• _Dokumen Sumber_:
Ini hal yang sama sekali tidak lazim. Sangat membuat keringat dingin para pejabat terkait tadi. Tapi Gus Dur 𝘤𝘶𝘦𝘬 saja. Dia perintahkan agar pesawat kepresidenan segera 𝘵𝘢𝘬𝘦 𝘰𝘧𝘧.
Ternyata pertemuan Gus Dur-Clinton terlaksana. Awalnya protokoler Gedung Putih menjadwalkan hanya 30 menit. Namanya juga dadakan. Faktanya, pertemuan itu sampai 90 menit!
Berkali-kali, di sela-sela pertemuan itu, perut Clinton dikocok oleh lawakan-lawakan Gus Dur.
Mana pula Gus Dur datang ke Gedung Putih pakai acara terlambat. Sangat. Padahal dari Watergate Hotel ke Gedung Putih jaraknya cuma 1,9km. Masak iya telatnya sampai 1 jam? Ha ha ha…
Wartawan yang nungguin juga ngomel-ngomel. Gara-gara sehari sebelumnya Presiden Perancis Jacques Chirac juga telat datang ke Gedung Putih, padahal cuma 5-10 menitan.
Para wartawan itu kemudian berhenti ngomel, gara-gara dikocok juga perutnya oleh Gus Dur. Pertanyaan-pertanyaan mereka dijawab dalam bahasa mereka masing-masing (Inggris, Perancis, Spanyol) sambil disisipkan berbagai lawakan.
**
Jadi, kalau pihak otoritas Indonesia— Kemlu, Setneg— belum bisa memberikan konfirmasi kepada Presiden Wahid yang sudah duduk di pesawat, lalu siapa 𝘥𝘰𝘯𝘨? Siapa yang membuat Gus Dur yakin memerintahkan agar pesawat kepresidenan segera berangkat dari Halim Perdanakusuma?

• _Tujuan Tugas_: Menurut dokumen sumber, berapa lama pertemuan Gus Dur dengan Clinton akhirnya berlangsung? Mohon gunakan dokumen sumber ini saja.

• _Baris yang Disediakan_:
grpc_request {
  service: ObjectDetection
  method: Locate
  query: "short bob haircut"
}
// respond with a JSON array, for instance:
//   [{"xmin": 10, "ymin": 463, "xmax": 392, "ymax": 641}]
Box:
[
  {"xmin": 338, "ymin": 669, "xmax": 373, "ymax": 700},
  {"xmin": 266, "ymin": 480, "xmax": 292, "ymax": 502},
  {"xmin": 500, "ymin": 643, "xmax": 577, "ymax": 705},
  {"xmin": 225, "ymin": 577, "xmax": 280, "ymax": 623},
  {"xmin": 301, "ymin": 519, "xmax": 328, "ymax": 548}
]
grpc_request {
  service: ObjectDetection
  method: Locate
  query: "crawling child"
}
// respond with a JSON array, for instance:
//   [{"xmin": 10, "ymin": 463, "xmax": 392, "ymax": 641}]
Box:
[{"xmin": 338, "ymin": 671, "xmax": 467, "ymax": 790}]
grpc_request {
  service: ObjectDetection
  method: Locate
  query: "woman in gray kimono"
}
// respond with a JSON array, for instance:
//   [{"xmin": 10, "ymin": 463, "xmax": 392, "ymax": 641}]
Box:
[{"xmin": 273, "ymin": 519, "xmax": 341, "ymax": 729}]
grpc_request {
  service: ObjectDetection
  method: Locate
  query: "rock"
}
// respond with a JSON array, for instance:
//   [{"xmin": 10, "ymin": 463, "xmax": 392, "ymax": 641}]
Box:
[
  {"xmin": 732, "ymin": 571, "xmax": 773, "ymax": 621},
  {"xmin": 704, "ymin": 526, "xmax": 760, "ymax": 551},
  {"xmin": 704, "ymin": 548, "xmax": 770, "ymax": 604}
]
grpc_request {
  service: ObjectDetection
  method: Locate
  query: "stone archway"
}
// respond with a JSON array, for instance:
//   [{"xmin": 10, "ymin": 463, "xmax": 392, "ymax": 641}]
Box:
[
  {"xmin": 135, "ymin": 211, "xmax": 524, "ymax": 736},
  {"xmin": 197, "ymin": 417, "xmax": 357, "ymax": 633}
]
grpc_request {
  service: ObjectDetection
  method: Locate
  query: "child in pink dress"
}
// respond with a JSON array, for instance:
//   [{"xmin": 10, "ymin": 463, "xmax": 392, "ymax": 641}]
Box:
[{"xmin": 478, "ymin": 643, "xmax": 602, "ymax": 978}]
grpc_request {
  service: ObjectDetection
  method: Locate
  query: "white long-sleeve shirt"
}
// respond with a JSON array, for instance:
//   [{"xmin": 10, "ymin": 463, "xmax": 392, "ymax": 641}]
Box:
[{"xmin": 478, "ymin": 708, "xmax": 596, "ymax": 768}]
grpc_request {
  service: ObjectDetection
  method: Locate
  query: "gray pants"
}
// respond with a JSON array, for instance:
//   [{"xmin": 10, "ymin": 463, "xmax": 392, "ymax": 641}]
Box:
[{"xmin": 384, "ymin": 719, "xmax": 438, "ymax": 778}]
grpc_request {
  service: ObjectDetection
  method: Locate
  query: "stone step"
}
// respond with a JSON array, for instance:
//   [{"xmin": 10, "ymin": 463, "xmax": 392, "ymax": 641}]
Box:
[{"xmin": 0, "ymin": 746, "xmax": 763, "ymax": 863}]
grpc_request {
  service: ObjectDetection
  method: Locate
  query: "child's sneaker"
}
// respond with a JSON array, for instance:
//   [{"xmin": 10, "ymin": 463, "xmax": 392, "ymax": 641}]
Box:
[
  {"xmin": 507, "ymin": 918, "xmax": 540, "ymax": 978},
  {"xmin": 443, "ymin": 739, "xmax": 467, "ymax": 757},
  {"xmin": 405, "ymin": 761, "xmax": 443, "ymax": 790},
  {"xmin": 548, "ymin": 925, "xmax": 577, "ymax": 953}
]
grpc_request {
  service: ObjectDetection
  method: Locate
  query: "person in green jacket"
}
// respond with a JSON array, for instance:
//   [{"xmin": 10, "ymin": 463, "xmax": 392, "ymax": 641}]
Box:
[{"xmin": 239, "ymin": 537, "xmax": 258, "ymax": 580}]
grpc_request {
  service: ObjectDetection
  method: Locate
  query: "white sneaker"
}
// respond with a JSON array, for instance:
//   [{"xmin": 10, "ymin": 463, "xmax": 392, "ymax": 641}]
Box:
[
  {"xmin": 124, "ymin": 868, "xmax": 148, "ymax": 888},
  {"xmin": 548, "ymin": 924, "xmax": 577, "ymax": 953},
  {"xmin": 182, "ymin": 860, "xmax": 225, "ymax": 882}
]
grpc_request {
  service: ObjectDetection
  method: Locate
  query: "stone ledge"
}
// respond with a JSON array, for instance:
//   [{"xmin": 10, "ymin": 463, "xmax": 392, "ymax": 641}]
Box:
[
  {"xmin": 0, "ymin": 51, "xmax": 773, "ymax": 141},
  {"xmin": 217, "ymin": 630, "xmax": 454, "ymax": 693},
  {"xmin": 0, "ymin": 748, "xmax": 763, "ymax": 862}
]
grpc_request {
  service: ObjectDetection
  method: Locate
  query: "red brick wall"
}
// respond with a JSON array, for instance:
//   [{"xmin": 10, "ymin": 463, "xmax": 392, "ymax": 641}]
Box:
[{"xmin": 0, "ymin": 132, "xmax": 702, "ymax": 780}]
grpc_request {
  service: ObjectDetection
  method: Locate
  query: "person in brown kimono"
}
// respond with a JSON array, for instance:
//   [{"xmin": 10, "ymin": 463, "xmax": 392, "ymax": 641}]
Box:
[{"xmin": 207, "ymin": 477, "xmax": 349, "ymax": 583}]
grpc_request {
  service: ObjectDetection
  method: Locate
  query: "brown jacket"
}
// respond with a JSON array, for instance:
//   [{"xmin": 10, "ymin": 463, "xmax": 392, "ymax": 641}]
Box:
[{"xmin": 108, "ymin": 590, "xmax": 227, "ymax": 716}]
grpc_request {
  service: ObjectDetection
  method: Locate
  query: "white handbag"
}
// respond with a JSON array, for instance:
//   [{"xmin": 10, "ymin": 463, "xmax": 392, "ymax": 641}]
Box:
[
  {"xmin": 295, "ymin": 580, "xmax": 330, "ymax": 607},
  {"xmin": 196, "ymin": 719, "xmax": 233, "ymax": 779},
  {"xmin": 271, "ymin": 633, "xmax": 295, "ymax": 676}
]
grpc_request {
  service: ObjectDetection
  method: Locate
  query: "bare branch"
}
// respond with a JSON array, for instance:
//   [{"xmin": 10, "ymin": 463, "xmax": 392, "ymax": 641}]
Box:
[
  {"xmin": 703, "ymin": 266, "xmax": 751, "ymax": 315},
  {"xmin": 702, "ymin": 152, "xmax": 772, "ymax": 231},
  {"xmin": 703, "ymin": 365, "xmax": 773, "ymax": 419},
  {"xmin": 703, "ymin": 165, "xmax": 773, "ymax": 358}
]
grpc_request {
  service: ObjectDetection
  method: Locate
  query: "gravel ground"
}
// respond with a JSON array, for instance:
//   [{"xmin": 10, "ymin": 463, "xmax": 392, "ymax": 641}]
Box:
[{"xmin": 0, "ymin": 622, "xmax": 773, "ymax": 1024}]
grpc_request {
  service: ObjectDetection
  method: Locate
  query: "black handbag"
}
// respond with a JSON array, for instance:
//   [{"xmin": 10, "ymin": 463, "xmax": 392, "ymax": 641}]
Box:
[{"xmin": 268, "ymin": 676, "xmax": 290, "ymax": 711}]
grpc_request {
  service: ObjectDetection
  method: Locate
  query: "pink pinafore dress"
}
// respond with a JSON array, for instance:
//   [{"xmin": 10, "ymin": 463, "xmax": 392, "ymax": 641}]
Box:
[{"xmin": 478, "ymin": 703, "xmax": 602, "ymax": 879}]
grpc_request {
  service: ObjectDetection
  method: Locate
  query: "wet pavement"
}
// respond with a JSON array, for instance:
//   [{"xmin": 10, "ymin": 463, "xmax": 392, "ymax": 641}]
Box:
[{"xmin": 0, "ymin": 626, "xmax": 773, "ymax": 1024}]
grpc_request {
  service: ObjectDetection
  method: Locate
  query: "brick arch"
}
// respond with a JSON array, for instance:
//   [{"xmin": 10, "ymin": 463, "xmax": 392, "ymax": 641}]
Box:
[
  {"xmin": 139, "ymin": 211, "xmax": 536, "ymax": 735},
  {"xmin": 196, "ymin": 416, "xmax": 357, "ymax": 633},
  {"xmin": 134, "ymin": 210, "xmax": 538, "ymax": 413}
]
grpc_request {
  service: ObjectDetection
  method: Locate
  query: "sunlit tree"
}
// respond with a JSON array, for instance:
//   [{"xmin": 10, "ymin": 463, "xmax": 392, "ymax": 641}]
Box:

• _Jawaban Akhir_: Pertemuan itu berlangsung sampai 90 menit.